- TEXTE -
Le futur incertain d'un média afghan dédié aux femmes

17 nov 2021 dans Liberté de la presse
Nimrokh Media, les journalistes au travail

La récente prise de contrôle de l'Afghanistan par les talibans après le départ des forces américaines se fait au détriment de la population afghane. Le groupe le plus touché est celui des femmes afghanes, qui sont privées de nombre de leurs droits fondamentaux.

Malgré les affirmations contraires des talibans, les femmes n'ont pas le droit d'aller à l'école et à l'université, ni de travailler, l'intention étant de laisser la moitié de la population du pays dans l'ombre.

Les talibans menaçaient les professionnels des médias avant même leur arrivée au pouvoir. Dans les mois qui ont suivi, ils ont sévi contre des membres de la presse, menaçant nombre d'entre eux en raison de leurs reportages, ordonnant aux journalistes de ne plus travailler pour des médias occidentaux et de s'abstenir de tout reportage critique.

Selon le journaliste Hossein Ahmadi, plus d'une douzaine d'organes de presse, de stations de radio, de télévision, de sites web et de magazines consacrés aux questions féminines étaient actifs en Afghanistan avant que les talibans ne reprennent le contrôle du pays. Depuis, les talibans les ont tous forcés à fermer, à l'exception d'un seul, dit-il, l'hebdomadaire Nimrokh Media, dont il est le directeur de publication et l'éditeur.

- EXERCICES -
A. Répondez à ces questions sur l'article :
(i) Quel groupe est le plus touché par la prise de contrôle des talibans ?
(ii) Qu'est-ce que les talibans ont ordonné aux journalistes ?
(iii) Quel média consacré aux femmes est le seul encore actif, selon Hossein Ahmadi ?
B. Recopiez sans rien changer le passage de l'article qui va de « Les talibans menaçaient » à « publication et l'éditeur. ».
Les données qui suivent ne servent pas ici.

- DONNÉES FOURNIES -
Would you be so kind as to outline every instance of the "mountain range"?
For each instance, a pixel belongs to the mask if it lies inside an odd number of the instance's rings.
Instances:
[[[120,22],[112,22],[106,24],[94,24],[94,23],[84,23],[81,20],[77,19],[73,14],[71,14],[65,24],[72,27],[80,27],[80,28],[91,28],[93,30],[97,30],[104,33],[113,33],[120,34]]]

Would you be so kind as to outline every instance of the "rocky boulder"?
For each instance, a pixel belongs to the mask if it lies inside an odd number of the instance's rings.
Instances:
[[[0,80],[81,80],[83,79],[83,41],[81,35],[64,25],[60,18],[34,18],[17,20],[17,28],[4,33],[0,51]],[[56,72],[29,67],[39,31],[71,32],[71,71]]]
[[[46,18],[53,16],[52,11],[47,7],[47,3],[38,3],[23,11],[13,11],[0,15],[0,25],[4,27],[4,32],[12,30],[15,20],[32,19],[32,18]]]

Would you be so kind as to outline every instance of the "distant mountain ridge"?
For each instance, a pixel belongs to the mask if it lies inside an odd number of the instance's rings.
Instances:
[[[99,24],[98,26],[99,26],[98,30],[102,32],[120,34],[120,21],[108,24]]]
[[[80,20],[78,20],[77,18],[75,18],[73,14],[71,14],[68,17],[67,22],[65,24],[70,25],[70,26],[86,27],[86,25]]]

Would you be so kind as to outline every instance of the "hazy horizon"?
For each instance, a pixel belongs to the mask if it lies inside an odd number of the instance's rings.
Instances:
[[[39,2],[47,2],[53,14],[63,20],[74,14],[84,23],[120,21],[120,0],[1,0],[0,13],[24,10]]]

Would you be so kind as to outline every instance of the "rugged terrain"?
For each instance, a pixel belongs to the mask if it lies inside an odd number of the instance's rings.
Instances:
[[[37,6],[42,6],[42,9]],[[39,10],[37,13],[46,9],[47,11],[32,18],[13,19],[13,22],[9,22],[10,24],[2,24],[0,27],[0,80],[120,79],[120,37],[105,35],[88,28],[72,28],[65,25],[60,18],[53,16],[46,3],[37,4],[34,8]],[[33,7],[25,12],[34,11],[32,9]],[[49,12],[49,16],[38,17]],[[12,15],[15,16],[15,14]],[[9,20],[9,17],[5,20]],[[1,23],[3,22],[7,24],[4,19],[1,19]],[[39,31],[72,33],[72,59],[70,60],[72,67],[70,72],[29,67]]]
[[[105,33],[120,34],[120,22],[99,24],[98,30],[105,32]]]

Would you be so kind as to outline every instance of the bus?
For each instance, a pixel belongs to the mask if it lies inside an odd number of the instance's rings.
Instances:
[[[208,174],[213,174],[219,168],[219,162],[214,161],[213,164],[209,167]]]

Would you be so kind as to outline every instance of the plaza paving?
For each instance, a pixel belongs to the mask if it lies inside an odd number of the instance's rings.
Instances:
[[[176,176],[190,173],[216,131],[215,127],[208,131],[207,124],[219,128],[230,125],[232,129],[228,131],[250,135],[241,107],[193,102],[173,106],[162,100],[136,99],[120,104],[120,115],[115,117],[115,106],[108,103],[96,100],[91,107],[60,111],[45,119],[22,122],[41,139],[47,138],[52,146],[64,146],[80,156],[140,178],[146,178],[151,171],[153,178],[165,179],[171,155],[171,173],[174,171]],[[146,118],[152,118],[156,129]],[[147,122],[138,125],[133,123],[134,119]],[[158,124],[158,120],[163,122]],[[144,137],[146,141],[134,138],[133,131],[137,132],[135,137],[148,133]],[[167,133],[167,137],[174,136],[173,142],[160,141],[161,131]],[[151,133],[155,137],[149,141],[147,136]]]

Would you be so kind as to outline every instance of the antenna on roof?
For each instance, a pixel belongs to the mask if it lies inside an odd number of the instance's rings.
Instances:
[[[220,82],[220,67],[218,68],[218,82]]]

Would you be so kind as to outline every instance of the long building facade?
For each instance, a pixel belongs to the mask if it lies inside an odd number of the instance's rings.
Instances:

- CORRIGÉ DES EXERCICES -
A.
(i) Les femmes afghanes.
(ii) De ne plus travailler pour des médias occidentaux et de s'abstenir de tout reportage critique.
(iii) L'hebdomadaire Nimrokh Media.

B.
Les talibans menaçaient les professionnels des médias avant même leur arrivée au pouvoir. Dans les mois qui ont suivi, ils ont sévi contre des membres de la presse, menaçant nombre d'entre eux en raison de leurs reportages, ordonnant aux journalistes de ne plus travailler pour des médias occidentaux et de s'abstenir de tout reportage critique.

Selon le journaliste Hossein Ahmadi, plus d'une douzaine d'organes de presse, de stations de radio, de télévision, de sites web et de magazines consacrés aux questions féminines étaient actifs en Afghanistan avant que les talibans ne reprennent le contrôle du pays. Depuis, les talibans les ont tous forcés à fermer, à l'exception d'un seul, dit-il, l'hebdomadaire Nimrokh Media, dont il est le directeur de publication et l'éditeur.